Retyping all the entries exactly is the whole task.

# # # #

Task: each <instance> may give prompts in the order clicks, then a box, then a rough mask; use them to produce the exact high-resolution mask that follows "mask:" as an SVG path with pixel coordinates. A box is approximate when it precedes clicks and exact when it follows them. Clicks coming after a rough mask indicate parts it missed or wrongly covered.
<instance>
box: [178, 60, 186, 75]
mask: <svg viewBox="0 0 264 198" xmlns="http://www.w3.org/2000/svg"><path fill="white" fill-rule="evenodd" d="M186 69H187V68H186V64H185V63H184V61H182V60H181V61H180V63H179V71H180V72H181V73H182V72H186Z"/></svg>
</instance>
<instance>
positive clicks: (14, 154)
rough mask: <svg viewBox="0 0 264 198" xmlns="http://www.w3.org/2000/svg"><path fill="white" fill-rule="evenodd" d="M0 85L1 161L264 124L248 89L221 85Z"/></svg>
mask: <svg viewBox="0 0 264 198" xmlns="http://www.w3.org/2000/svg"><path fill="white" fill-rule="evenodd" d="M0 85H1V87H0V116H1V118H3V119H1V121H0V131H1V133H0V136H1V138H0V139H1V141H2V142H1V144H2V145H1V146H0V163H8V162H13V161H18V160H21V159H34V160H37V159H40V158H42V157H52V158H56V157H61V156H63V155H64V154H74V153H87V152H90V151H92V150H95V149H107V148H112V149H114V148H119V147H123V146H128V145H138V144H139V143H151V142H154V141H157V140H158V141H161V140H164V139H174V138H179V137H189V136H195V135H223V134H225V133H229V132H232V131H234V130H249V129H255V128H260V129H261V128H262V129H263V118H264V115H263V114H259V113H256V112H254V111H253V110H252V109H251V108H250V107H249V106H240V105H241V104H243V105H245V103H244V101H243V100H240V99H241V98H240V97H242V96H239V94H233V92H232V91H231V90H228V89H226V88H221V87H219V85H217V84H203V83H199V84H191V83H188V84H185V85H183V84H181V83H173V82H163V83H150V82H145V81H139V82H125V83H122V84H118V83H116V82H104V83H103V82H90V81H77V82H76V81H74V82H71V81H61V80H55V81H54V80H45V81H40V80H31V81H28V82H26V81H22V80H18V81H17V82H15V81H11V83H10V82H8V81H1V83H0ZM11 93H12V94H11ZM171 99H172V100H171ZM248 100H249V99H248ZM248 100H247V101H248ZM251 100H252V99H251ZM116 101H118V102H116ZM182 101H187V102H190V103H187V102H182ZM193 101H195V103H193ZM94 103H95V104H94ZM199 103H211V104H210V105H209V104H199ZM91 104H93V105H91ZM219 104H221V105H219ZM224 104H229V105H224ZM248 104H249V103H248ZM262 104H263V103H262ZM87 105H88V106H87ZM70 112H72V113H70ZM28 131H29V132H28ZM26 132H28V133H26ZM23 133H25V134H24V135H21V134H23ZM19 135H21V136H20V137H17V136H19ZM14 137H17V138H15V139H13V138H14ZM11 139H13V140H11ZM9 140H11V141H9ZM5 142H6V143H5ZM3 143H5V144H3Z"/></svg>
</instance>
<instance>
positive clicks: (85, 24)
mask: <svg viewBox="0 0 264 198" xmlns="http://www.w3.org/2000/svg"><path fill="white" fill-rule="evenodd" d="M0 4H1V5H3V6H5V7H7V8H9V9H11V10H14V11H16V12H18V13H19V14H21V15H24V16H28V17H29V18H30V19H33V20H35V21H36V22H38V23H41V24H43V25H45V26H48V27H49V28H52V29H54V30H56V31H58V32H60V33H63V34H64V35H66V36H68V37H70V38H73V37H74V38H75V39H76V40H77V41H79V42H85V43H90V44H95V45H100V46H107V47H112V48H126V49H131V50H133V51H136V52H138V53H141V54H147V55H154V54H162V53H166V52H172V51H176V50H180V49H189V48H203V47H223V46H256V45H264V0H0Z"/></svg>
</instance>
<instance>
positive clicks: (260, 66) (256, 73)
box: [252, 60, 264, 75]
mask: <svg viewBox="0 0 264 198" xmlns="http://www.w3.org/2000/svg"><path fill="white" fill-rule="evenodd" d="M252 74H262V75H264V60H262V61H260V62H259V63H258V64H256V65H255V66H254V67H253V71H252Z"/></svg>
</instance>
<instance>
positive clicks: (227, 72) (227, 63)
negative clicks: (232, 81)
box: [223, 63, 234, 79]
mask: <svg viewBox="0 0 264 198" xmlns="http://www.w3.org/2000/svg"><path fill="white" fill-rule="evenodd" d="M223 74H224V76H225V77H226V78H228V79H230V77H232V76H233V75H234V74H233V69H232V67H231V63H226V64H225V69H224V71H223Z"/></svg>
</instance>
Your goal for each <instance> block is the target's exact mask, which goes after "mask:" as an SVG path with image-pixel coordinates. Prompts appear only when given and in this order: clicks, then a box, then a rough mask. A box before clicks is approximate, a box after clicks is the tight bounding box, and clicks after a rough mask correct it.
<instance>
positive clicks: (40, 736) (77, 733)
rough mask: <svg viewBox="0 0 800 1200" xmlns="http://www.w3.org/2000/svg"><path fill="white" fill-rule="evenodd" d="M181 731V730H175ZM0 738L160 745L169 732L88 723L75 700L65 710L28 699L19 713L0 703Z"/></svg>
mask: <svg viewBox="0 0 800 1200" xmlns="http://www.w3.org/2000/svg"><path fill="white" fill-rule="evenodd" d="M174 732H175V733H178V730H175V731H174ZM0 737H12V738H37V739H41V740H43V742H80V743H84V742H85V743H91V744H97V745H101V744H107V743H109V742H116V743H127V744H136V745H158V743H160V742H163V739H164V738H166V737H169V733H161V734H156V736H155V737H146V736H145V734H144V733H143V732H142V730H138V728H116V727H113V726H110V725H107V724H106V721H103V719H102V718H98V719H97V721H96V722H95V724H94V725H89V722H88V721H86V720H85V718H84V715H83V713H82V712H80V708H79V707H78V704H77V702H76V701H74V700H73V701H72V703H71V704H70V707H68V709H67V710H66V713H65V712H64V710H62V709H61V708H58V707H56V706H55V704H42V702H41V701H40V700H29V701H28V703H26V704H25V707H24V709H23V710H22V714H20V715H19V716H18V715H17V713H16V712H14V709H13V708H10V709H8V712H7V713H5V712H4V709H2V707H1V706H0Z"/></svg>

# # # #

Exercise response =
Task: each <instance> may give prompts in the order clicks, then a box, then a rough mask; use them to produce the exact high-resolution mask that follows "mask:" as an SVG path with pixel coordinates. A box is approximate when it precedes clicks and exact when it follows them. Clicks coming after a rough mask indicate parts it missed or wrongly covered.
<instance>
box: [178, 60, 186, 75]
mask: <svg viewBox="0 0 264 198" xmlns="http://www.w3.org/2000/svg"><path fill="white" fill-rule="evenodd" d="M186 69H187V68H186V64H185V63H184V61H182V60H181V61H180V63H179V71H180V72H181V73H182V72H186Z"/></svg>
</instance>
<instance>
positive clicks: (14, 154)
rough mask: <svg viewBox="0 0 264 198" xmlns="http://www.w3.org/2000/svg"><path fill="white" fill-rule="evenodd" d="M0 85L1 161L264 124L248 89L221 85Z"/></svg>
mask: <svg viewBox="0 0 264 198" xmlns="http://www.w3.org/2000/svg"><path fill="white" fill-rule="evenodd" d="M0 85H1V87H0V116H1V118H3V119H1V121H0V131H1V133H0V136H1V138H0V139H1V141H2V142H1V144H2V145H1V146H0V163H8V162H13V161H18V160H21V159H34V160H37V159H40V158H42V157H52V158H56V157H61V156H63V155H64V154H74V153H87V152H90V151H92V150H95V149H107V148H112V149H114V148H119V147H123V146H128V145H138V144H139V143H151V142H154V141H157V140H158V141H161V140H164V139H174V138H179V137H189V136H195V135H223V134H225V133H229V132H232V131H234V130H249V129H255V128H260V129H261V128H262V129H263V118H264V115H263V114H259V113H256V112H254V111H253V110H252V109H251V108H250V107H249V106H240V105H241V104H243V105H245V103H244V101H243V100H240V99H241V98H240V97H242V96H239V94H233V92H232V91H231V90H228V89H226V88H221V87H219V85H217V84H203V83H199V84H191V83H188V84H185V85H183V84H181V83H173V82H163V83H150V82H145V81H139V82H125V83H122V84H118V83H116V82H104V83H103V82H90V81H77V82H76V81H74V82H71V81H61V80H55V81H54V80H45V81H40V80H31V81H28V82H26V81H22V80H18V81H17V82H15V81H11V83H10V82H8V81H1V83H0ZM11 93H12V94H11ZM171 99H172V100H171ZM248 100H249V99H248ZM248 100H247V101H248ZM251 100H252V99H251ZM116 101H118V102H116ZM182 101H187V102H190V103H187V102H182ZM193 101H195V103H193ZM94 103H95V104H94ZM199 103H211V104H210V105H209V104H199ZM91 104H93V105H91ZM219 104H221V105H219ZM224 104H229V105H224ZM248 104H249V103H248ZM262 104H263V103H262ZM87 105H88V106H87ZM70 112H72V113H70ZM28 131H29V132H28ZM26 132H28V133H26ZM23 133H25V134H24V135H21V134H23ZM19 135H21V136H20V137H17V136H19ZM14 137H17V138H15V139H13V138H14ZM11 139H13V140H11ZM9 140H11V141H9ZM5 142H6V143H5ZM3 143H5V144H3Z"/></svg>
</instance>
<instance>
positive clicks: (85, 24)
mask: <svg viewBox="0 0 264 198" xmlns="http://www.w3.org/2000/svg"><path fill="white" fill-rule="evenodd" d="M0 4H1V5H3V6H5V7H7V8H9V9H11V10H14V11H16V12H18V13H19V14H21V15H24V16H28V17H29V18H30V19H33V20H35V21H36V22H38V23H41V24H43V25H45V26H48V27H49V28H52V29H54V30H56V31H58V32H60V33H63V34H64V35H66V36H68V37H70V38H73V37H74V38H75V39H76V40H77V41H79V42H85V43H90V44H95V45H100V46H107V47H112V48H126V49H131V50H133V51H136V52H138V53H141V54H147V55H154V54H162V53H166V52H172V51H176V50H180V49H189V48H203V47H223V46H256V45H264V0H0Z"/></svg>
</instance>
<instance>
positive clicks: (260, 66) (256, 73)
box: [252, 60, 264, 75]
mask: <svg viewBox="0 0 264 198" xmlns="http://www.w3.org/2000/svg"><path fill="white" fill-rule="evenodd" d="M252 74H262V75H264V60H262V61H260V62H259V63H258V64H256V65H255V66H254V67H253V71H252Z"/></svg>
</instance>
<instance>
positive clicks: (227, 72) (227, 63)
negative clicks: (232, 81)
box: [223, 63, 234, 79]
mask: <svg viewBox="0 0 264 198" xmlns="http://www.w3.org/2000/svg"><path fill="white" fill-rule="evenodd" d="M223 74H224V76H225V77H226V78H228V79H230V77H232V76H233V75H234V74H233V69H232V67H231V63H226V64H225V69H224V71H223Z"/></svg>
</instance>
Your goal for each <instance> block is the target's exact mask, which goes after "mask:" as an SVG path with image-pixel coordinates. Prompts appear only when given and in this order: clicks, then a box, then a rough mask. A box before clicks is approximate, a box after clicks is the tight bounding box, and clicks after a rough mask correct it.
<instance>
positive clicks: (40, 736) (77, 733)
rough mask: <svg viewBox="0 0 800 1200" xmlns="http://www.w3.org/2000/svg"><path fill="white" fill-rule="evenodd" d="M181 731V730H175ZM0 738L160 745L169 732L88 723L75 700L65 710L28 699L19 713L0 703Z"/></svg>
mask: <svg viewBox="0 0 800 1200" xmlns="http://www.w3.org/2000/svg"><path fill="white" fill-rule="evenodd" d="M174 732H175V733H178V730H175V731H174ZM0 737H12V738H37V739H41V740H43V742H80V743H84V742H85V743H91V744H97V745H101V744H107V743H109V742H116V743H127V744H136V745H158V743H160V742H163V739H164V738H166V737H169V733H161V734H156V736H155V737H146V736H145V734H144V733H143V732H142V730H138V728H116V727H113V726H110V725H107V724H106V721H103V719H102V718H98V719H97V721H96V722H95V724H94V725H89V722H88V721H86V720H85V718H84V715H83V713H82V712H80V708H79V707H78V704H77V702H76V701H74V700H73V701H72V703H71V704H70V707H68V709H67V710H66V713H65V712H64V710H62V709H61V708H58V707H56V706H55V704H42V702H41V701H40V700H29V701H28V703H26V704H25V707H24V709H23V710H22V714H20V715H19V716H18V715H17V713H16V712H14V709H13V708H10V709H8V712H7V713H5V712H4V709H2V707H1V706H0Z"/></svg>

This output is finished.